**Text:**
# # #
Dec 5, 2024
9:30am - 9:45am
Hynes, Level 2, Room 202
Ethan Viles1,2,Ethan Heyneman1,2,Shuyi Lin2,3,Virgina Montague2,3,Amir Darabi1,Lewis Cox1,Adrienne Phillips1,2,Robin Gerlach1,2,Erika Espinosa Ortix4,Chelsea Heveran1,2
Montana State University1,Center for Biofilm Engineering2,Middlebury College3,Utah State University4
Ethan Viles1,2,Ethan Heyneman1,2,Shuyi Lin2,3,Virgina Montague2,3,Amir Darabi1,Lewis Cox1,Adrienne Phillips1,2,Robin Gerlach1,2,Erika Espinosa Ortix4,Chelsea Heveran1,2
Montana State University1,Center for Biofilm Engineering2,Middlebury College3,Utah State University4
Engineered living materials (ELMs) offer new strategies for manufacturing more sustainable building materials. ELMs that are biomineralized by leveraging the metabolism of microbes can generate simple, low-load bearing structures. Biomineralized ELMs may be useful for more complex applications if they surmount two major limitations. The first limitation is transient cell viability. Cells in previous biomineralized ELMs did not survive more than a few days to weeks limiting limits how long these cells could perform desirable functions (self-healing or environmental sensing). A second limitation is a lack of control over internal microarchitecture. Biomineralized composites in nature can optimize their strength while remaining lightweight due to specialized microarchitecture (bone, coral, nacre). Fungal mycelium used as a scaffold for biomineralization might address both limitations. Some fungi, including
Neurospora crassa, can perform biomineralization.
N. crassa scaffolds may have excellent viability characteristics, since
N. crassa is able to survive a wide range of environmental conditions. The scaffold may also protect the viability of other biomineralizing microorganisms, such as the bacterium
Sporosarcina pasteurii. Fungal scaffolds may also introduce new strategies to design the internal geometries of biomineralized materials, as these scaffolds can be grown and then shaped.
# # #
Stored data:

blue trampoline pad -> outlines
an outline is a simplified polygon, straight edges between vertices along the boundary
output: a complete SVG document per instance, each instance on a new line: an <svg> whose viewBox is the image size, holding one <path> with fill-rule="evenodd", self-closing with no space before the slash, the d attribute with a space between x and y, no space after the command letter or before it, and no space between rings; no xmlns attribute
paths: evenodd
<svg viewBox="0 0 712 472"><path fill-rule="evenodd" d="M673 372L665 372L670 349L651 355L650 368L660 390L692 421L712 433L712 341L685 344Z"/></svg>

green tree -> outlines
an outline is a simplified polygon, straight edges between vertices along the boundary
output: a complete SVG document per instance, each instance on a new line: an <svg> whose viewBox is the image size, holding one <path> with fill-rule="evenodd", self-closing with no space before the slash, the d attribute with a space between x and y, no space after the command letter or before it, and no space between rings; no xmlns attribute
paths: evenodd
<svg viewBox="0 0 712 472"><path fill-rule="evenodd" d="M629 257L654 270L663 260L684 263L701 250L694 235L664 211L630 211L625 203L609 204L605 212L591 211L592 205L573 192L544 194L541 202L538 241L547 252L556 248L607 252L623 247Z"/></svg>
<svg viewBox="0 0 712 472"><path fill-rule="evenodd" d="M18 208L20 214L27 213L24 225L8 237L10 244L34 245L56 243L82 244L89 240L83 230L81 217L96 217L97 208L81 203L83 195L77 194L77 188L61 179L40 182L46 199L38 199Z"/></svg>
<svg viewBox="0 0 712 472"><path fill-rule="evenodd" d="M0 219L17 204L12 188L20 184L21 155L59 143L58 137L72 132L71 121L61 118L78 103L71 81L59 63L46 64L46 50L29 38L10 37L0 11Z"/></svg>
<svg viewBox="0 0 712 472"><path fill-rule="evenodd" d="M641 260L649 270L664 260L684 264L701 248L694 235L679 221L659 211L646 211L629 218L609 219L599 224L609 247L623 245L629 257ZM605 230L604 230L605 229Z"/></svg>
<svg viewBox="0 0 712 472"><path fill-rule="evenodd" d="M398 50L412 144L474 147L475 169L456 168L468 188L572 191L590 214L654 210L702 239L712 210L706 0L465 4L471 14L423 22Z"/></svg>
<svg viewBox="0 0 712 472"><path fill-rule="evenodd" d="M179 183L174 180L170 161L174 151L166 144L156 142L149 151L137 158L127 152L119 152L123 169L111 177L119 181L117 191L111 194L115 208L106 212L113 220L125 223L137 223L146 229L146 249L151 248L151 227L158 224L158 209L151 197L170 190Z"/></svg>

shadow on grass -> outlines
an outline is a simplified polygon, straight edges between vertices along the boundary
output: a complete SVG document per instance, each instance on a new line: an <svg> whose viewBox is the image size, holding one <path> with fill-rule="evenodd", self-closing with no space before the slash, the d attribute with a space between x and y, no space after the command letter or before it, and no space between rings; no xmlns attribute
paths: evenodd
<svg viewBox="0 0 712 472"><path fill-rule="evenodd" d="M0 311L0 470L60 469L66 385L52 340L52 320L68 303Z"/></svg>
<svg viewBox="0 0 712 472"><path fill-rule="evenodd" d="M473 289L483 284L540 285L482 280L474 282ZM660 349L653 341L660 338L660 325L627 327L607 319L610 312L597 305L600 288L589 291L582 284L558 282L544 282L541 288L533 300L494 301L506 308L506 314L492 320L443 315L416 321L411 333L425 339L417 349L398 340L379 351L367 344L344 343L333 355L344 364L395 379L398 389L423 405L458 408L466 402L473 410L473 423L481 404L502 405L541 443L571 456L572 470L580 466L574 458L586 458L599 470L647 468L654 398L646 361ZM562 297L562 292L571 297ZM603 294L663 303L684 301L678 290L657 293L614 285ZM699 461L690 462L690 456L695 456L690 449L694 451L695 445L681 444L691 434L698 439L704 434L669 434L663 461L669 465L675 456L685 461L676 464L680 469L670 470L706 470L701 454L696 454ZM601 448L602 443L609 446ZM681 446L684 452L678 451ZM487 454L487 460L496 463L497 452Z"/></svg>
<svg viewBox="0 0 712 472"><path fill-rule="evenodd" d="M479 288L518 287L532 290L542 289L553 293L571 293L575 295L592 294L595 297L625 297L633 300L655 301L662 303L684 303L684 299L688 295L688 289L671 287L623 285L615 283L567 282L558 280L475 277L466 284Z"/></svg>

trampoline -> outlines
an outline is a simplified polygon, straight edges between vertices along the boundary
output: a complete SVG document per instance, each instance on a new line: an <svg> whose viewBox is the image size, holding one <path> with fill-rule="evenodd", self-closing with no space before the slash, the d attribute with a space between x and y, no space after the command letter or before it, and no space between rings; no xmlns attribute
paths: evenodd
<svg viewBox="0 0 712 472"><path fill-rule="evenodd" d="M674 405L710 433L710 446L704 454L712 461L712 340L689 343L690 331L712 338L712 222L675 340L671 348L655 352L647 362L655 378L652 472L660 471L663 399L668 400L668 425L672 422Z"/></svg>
# # #
**Work item A:**
In the abstract on engineered living materials, what is named as the first limitation of biomineralized ELMs?
**Work item B:**
List every institution given as an affiliation in the abstract on fungal scaffolds for biomineralization.
**Work item C:**
Continue the abstract on fungal mycelium scaffolds for biomineralized materials from its last sentence.

**Task response A:**
Transient cell viability.

**Task response B:**
Montana State University, Center for Biofilm Engineering, Middlebury College, Utah State University

**Task response C:**
We created biomineralized, fungally-scaffolded ELMs using two strategies. The first strategy employed a living mycelium scaffold that mineralizes itself. The second uses a non-viable mycelium scaffold that is mineralized by
S. pasteurii. The viability of living components (
N. crassa or
S. pasteurii) within these biomineralized ELMs was analyzed after drying for 4-weeks at either room temperature or elevated temperature (30°C). Both biomineralized ELMs showed abundant culturable cells after drying for 4-weeks at either temperature condition. Mineralization efficiency, determined by comparing calcium and urea usage over time, was greater for the bacterially-mineralized fungal scaffolds. Biomineral microscale morphology and moduli were analyzed using scanning electron microscopy with elemental dispersive spectroscopy and nanoindentation, respectively. Bacterially-mineralized ELMs had more mineral accumulation and both larger and stiffer biomineral crystals than fungally-mineralized scaffolds. These results demonstrate that biomineralized ELMs with excellent viability can be created using fungal scaffolds mineralized either by the fungus or by bacteria, but bacterial biomineralization generates mineralized material more efficiently.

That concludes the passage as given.